> **Extract**:

•••••

The current codebase avoids full in-memory loading for heavy operations:

- `sort`: external chunk sort + mmap-based multiway merge.
- `dedup`: disk bucket partitioning + per-bucket dedup + stable global merge by input order.
- `split --parts`: two-pass flow (materializes stdin to temp file if needed).
- `extract`: single-pass streaming extraction for ID/range/BED paths.
- `search`: producer/worker pipeline with ordered output merge.

## Nucleotide-Only Guards

Some features are intentionally restricted to nucleotide sequences:

- `filter --gc-min/--gc-max`
- `modify --reverse-complement`
- reverse-complement branch in `search`

When non-nucleotide records are encountered in these paths, the command returns a clear error (or skips reverse-complement search when not applicable).

## CLI Consistency Notes

- Most commands use `-i/--input`, `-o/--output`, `-f/--format`.

•••••

> **Instruction 1**: Decide whether each statement agrees with the tool documentation: (a) the `sort` operation uses an mmap-based multiway merge; (b) `split --parts` processes its input in a single pass; (c) `modify --reverse-complement` is limited to nucleotide sequences. Answer yes or no for each, quoting the deciding words of the documentation.
> **Instruction 2**: Extend the tool documentation, picking up after its final line.
The items after the tool documentation have no connection to it.

[Entries from a point annotation set]
•••••

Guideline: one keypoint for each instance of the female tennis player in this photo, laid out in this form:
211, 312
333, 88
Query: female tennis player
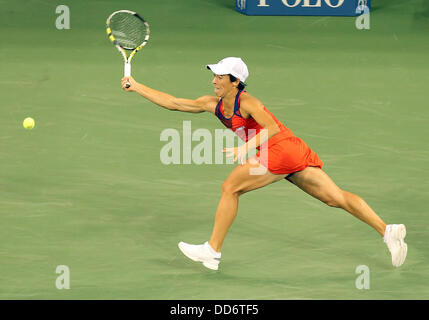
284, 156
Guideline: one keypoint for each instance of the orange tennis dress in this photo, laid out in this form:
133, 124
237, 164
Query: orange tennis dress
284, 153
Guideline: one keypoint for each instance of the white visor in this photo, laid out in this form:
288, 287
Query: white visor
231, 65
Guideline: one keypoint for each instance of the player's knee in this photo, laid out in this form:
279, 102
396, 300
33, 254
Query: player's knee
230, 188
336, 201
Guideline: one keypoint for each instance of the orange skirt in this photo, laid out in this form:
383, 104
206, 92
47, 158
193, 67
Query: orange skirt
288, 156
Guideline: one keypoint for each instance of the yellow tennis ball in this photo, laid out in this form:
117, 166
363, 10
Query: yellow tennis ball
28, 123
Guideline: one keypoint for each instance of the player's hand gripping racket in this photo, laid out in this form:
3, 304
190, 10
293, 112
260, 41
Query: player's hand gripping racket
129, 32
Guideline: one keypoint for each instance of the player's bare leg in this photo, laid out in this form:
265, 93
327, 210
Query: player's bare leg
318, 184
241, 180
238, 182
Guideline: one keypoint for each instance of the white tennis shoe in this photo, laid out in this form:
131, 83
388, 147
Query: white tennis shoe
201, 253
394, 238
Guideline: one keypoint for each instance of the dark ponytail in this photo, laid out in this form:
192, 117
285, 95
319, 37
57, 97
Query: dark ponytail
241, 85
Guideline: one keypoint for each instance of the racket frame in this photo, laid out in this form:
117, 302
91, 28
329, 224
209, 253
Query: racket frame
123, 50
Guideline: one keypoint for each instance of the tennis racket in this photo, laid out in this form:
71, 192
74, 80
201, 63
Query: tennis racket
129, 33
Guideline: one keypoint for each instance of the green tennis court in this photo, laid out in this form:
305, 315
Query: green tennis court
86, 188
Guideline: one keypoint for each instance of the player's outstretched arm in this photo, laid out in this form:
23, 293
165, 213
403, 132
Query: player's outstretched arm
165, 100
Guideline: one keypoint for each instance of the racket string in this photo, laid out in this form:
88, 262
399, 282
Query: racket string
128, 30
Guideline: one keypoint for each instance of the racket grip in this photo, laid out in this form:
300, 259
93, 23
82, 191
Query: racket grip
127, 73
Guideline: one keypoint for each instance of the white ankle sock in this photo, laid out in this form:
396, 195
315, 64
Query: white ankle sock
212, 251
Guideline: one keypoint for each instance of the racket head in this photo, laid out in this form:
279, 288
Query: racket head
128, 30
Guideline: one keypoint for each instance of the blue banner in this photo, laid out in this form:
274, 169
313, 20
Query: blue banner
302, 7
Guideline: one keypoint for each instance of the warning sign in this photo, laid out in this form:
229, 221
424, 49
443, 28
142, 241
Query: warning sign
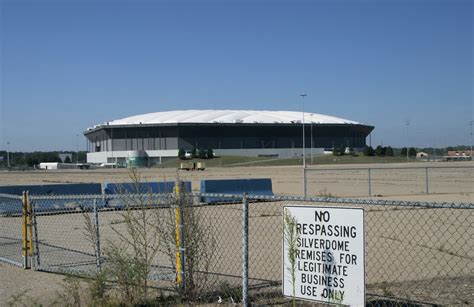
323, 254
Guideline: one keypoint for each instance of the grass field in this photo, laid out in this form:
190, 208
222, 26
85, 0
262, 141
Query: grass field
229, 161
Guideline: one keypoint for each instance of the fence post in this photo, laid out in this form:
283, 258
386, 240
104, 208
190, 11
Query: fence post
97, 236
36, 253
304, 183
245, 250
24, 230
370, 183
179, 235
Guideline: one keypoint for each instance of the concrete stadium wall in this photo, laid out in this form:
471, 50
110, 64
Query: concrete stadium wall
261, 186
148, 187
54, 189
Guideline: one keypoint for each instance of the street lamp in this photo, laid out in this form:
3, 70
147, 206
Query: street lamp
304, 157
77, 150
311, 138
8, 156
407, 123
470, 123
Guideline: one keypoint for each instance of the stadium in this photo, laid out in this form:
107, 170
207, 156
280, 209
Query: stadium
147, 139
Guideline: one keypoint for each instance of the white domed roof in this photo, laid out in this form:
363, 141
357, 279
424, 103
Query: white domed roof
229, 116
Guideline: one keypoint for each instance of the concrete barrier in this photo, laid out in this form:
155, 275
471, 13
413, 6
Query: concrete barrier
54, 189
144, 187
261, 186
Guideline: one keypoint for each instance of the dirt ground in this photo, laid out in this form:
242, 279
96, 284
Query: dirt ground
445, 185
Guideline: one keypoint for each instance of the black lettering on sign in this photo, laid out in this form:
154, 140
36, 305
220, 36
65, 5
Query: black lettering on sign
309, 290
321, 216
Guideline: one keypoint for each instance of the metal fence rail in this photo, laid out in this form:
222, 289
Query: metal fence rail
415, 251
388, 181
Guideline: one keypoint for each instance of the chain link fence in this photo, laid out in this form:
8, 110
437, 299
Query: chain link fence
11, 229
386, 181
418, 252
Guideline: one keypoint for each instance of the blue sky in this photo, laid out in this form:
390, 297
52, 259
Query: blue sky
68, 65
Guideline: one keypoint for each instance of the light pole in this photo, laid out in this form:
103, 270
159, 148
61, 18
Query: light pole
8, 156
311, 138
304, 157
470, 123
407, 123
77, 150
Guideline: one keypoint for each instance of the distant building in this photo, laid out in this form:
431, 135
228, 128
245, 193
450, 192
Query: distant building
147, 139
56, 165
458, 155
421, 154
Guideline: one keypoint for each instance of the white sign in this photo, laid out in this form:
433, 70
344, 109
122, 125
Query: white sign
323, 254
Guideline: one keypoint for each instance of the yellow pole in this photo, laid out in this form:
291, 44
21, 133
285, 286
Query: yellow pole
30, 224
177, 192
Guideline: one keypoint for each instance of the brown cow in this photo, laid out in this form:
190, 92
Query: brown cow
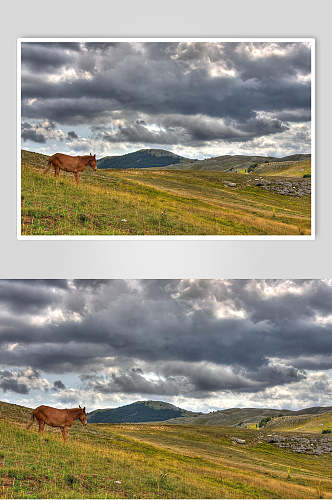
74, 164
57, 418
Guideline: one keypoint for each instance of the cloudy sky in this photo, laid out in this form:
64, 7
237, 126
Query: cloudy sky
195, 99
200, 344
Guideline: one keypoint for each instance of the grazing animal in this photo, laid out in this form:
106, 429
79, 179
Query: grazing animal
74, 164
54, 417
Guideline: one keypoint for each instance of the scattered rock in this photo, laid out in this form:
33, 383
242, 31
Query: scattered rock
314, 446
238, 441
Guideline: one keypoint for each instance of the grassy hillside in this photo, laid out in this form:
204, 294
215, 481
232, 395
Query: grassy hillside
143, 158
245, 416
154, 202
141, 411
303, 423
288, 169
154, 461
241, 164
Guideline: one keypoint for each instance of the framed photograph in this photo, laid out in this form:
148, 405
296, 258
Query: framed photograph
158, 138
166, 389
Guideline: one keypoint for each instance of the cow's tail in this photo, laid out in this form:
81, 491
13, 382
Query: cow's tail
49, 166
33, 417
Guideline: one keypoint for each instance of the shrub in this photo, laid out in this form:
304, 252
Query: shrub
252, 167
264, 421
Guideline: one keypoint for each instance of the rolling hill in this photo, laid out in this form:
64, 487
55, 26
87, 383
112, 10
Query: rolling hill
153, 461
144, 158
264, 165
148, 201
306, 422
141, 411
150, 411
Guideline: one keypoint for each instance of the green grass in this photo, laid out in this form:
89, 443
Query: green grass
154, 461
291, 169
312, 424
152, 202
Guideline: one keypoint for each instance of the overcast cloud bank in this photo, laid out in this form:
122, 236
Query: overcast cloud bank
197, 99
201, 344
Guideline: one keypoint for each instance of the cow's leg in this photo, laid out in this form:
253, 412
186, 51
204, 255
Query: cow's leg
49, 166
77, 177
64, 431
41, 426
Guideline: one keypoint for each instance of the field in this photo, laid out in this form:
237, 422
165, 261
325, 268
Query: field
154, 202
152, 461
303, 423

•••••

> **Exercise answer 1**:
(a) Yes: "`sort`: external chunk sort + mmap-based multiway merge."
(b) No: "`split --parts`: two-pass flow"
(c) Yes: "Some features are intentionally restricted to nucleotide sequences" and "`modify --reverse-complement`"

> **Exercise answer 2**:
- `convert` uses `-F/--from` and `-T/--to`.
- `merge` takes positional input files: `seqx merge <INPUTS>...`.
- Thread count is available in `search`, `sort`, `dedup`, and `compress` via `-t/--threads`.

## Suggested Contribution Checklist

- Keep changes command-scoped and minimal.
- Prefer shared helpers in `common` over duplicated logic.
- Keep command behavior stream-friendly when possible.
- Add/adjust tests near the changed module.
- Verify `cargo fmt`, `cargo build`, and `cargo test` before submission.